▸ Task 1: Set down the entire excerpt on the start-element node handler, keeping every word and line unchanged.

[BEGIN Page excerpt]

Example 5.5. Node handler for start element tags

Node handler for start element tags

onStartElement needs to extract the attributes from the element. These are collected in the attributes dictionary in another loop that calls reader.MoveToNextAttribute(). Next you check in the _elementHandlers to see if you have a handler for this type of element. If you do, the handler is called with the line number and attributes as arguments. Otherwise, an XmlException is raised.

_elementHandlers is a dictionary, and get returns a default value if the key (the element name) is missing. You use MISSING_HANDLERS as the default value (as defined in listing 5.1). Every element needs a handler for the start tag, end tag, and contents.

[END Page excerpt]
[BEGIN Provided entries]

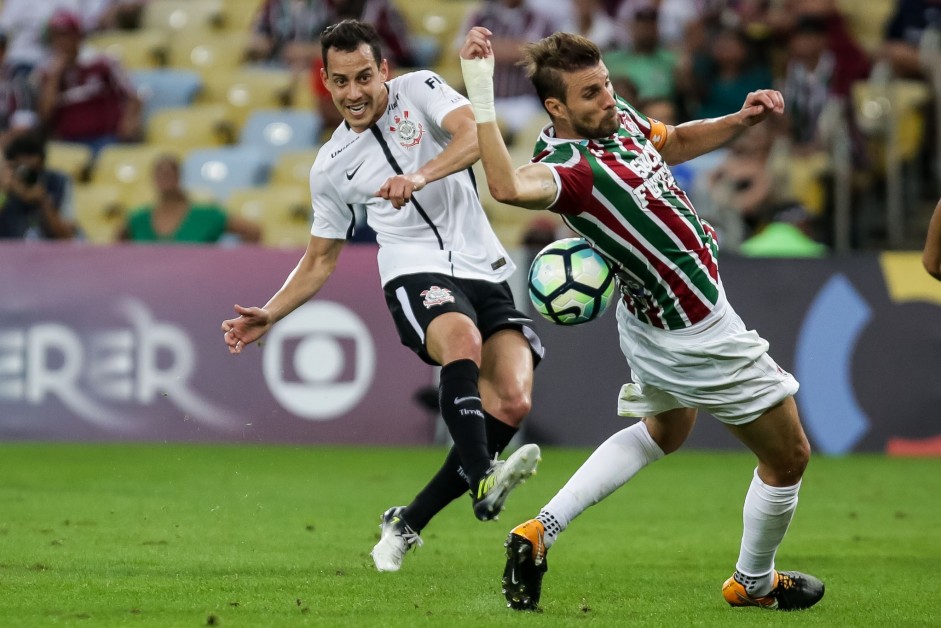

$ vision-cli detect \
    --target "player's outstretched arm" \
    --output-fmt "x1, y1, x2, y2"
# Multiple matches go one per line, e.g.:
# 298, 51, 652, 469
660, 89, 784, 165
921, 200, 941, 281
461, 26, 558, 209
222, 236, 346, 354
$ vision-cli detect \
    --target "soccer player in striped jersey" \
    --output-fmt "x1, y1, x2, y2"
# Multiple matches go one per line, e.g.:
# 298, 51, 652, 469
222, 20, 542, 571
461, 27, 824, 610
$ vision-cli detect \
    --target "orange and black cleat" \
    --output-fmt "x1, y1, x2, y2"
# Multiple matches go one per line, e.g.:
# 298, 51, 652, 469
722, 571, 824, 611
502, 519, 549, 611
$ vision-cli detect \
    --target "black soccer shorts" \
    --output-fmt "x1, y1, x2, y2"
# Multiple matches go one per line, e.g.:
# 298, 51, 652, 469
383, 273, 545, 366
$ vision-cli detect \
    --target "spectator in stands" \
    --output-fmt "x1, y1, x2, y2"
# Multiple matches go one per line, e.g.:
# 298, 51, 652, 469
880, 0, 941, 78
614, 0, 704, 50
455, 0, 557, 141
0, 0, 119, 76
679, 26, 773, 119
118, 155, 261, 244
781, 13, 870, 158
0, 32, 39, 148
921, 201, 941, 281
38, 11, 142, 153
0, 132, 76, 240
604, 5, 680, 105
552, 0, 627, 51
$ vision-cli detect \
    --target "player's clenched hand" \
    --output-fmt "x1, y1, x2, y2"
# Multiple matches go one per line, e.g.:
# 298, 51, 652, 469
739, 89, 784, 126
461, 26, 493, 59
222, 305, 272, 354
376, 172, 425, 209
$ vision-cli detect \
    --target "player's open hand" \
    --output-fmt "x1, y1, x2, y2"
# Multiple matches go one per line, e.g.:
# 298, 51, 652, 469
222, 305, 272, 355
739, 89, 784, 126
376, 172, 425, 209
461, 26, 493, 59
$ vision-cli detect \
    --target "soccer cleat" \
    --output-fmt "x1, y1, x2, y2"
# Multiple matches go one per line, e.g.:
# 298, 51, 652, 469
369, 506, 423, 571
502, 519, 549, 611
472, 445, 541, 521
722, 571, 823, 611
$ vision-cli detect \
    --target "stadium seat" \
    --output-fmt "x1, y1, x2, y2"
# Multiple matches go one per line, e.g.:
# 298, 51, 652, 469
85, 29, 167, 70
269, 149, 317, 190
200, 68, 294, 128
46, 141, 92, 182
91, 144, 182, 209
182, 146, 270, 203
72, 183, 126, 244
141, 0, 223, 32
167, 31, 249, 76
130, 68, 202, 123
226, 185, 312, 247
239, 109, 322, 160
147, 103, 233, 149
222, 0, 263, 33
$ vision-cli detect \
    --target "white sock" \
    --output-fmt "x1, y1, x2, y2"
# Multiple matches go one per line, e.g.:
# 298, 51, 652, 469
735, 469, 800, 597
536, 422, 663, 549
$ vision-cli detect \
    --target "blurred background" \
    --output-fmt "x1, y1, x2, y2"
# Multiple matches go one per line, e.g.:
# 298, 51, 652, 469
0, 0, 941, 455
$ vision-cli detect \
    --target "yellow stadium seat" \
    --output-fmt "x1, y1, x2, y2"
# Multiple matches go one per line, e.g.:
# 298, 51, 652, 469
226, 185, 312, 248
72, 183, 126, 244
167, 31, 249, 77
46, 141, 92, 182
91, 144, 183, 209
141, 0, 223, 32
147, 103, 234, 150
269, 149, 317, 190
200, 68, 294, 129
85, 29, 168, 70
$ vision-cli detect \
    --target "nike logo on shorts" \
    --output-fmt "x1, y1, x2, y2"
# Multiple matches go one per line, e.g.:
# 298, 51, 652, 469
346, 160, 366, 181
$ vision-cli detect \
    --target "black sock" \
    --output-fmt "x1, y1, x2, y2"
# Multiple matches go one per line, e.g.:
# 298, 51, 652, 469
402, 410, 519, 532
438, 360, 490, 487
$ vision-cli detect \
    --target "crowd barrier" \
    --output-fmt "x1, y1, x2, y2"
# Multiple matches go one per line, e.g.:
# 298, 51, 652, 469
0, 243, 941, 455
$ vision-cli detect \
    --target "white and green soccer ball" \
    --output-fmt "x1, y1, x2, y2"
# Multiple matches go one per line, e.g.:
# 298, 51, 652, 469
529, 238, 615, 325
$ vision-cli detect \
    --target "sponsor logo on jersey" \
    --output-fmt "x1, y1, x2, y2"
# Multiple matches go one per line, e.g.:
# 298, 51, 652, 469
421, 286, 454, 309
389, 110, 425, 148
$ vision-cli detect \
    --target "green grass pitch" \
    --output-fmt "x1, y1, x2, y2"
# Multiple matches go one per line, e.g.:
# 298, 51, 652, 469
0, 444, 941, 628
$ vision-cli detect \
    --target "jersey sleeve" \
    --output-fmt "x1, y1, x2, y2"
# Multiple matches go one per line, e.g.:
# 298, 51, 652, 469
310, 161, 353, 240
536, 150, 594, 216
617, 96, 667, 150
405, 70, 470, 127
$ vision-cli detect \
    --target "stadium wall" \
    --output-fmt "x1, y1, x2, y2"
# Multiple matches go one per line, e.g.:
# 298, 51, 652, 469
0, 243, 941, 455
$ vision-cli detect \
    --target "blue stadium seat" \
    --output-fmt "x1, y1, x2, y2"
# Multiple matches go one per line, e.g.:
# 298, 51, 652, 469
130, 68, 203, 121
182, 146, 271, 203
239, 109, 323, 157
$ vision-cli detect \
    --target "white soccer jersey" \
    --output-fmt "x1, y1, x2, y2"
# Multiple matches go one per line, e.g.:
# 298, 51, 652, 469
310, 70, 515, 285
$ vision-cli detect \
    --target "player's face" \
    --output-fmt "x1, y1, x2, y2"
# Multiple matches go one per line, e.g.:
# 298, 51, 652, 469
556, 63, 619, 139
320, 44, 389, 133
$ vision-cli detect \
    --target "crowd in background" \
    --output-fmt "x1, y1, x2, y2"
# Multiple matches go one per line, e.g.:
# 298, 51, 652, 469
0, 0, 941, 255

[END Provided entries]

▸ Task 2: Report each line in the records that contains the word "stadium".

▸ Problem solution 1:
Example 5.5. Node handler for start element tags

Node handler for start element tags

onStartElement needs to extract the attributes from the element. These are collected in the attributes dictionary in another loop that calls reader.MoveToNextAttribute(). Next you check in the _elementHandlers to see if you have a handler for this type of element. If you do, the handler is called with the line number and attributes as arguments. Otherwise, an XmlException is raised.

_elementHandlers is a dictionary, and get returns a default value if the key (the element name) is missing. You use MISSING_HANDLERS as the default value (as defined in listing 5.1). Every element needs a handler for the start tag, end tag, and contents.

▸ Problem solution 2:
    --target "stadium seat" \
    --target "yellow stadium seat" \
    --target "stadium wall" \
    --target "blue stadium seat" \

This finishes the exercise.